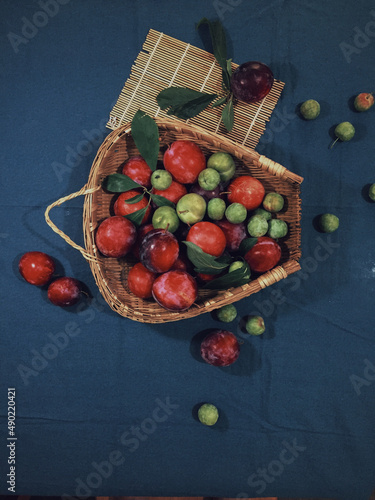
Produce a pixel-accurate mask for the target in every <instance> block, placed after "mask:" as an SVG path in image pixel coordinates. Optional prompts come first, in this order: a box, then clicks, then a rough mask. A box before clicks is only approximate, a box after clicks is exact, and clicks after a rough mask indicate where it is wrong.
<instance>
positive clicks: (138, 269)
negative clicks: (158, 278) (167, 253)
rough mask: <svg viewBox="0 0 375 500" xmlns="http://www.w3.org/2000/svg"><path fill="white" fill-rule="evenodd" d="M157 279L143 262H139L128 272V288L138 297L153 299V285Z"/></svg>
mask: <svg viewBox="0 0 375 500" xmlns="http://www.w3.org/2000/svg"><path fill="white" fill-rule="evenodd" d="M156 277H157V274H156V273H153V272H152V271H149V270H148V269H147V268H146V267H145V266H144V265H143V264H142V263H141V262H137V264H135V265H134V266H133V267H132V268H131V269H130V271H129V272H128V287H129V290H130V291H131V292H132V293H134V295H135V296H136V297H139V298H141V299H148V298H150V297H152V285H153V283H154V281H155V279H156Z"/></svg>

-=-=-

Exercise instructions: Rewrite the entries above with every "rough mask" changed to "coarse mask" and everything else left as it is. Leave the pictures out.

Solution:
Produce a pixel-accurate mask for the target in every <instance> block, placed after "mask:" as an SVG path in image pixel coordinates. Optional prompts come first, in this order: a box, then clicks, then a coarse mask. A box before clicks is only approximate, a box after clicks is exact, and clicks after a coarse mask indicate where it is wrong.
<instance>
positive clicks: (138, 269)
negative clicks: (158, 278) (167, 253)
coarse mask: <svg viewBox="0 0 375 500" xmlns="http://www.w3.org/2000/svg"><path fill="white" fill-rule="evenodd" d="M157 279L143 262H139L128 272V288L138 297L153 299V285Z"/></svg>
mask: <svg viewBox="0 0 375 500" xmlns="http://www.w3.org/2000/svg"><path fill="white" fill-rule="evenodd" d="M156 277H157V274H156V273H153V272H152V271H149V270H148V269H147V268H146V267H145V266H144V265H143V264H142V263H141V262H137V264H135V265H134V266H133V267H132V268H131V269H130V271H129V272H128V287H129V290H130V291H131V292H132V293H134V295H135V296H136V297H139V298H141V299H148V298H150V297H152V285H153V283H154V281H155V279H156Z"/></svg>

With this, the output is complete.